+++ Record extracts

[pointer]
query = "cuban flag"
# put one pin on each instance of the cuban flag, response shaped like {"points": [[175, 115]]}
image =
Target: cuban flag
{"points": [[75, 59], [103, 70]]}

++++++

Lay out every line of the records above as a JSON list of strings, with one string per line and blank lines omitted.

### Correct answer:
[
  "[pointer]",
  "query = \"cuban flag\"",
  "# put one pin on each instance of the cuban flag, response shaped like {\"points\": [[175, 115]]}",
  "image =",
  "Target: cuban flag",
  "{\"points\": [[75, 59], [103, 70]]}"
]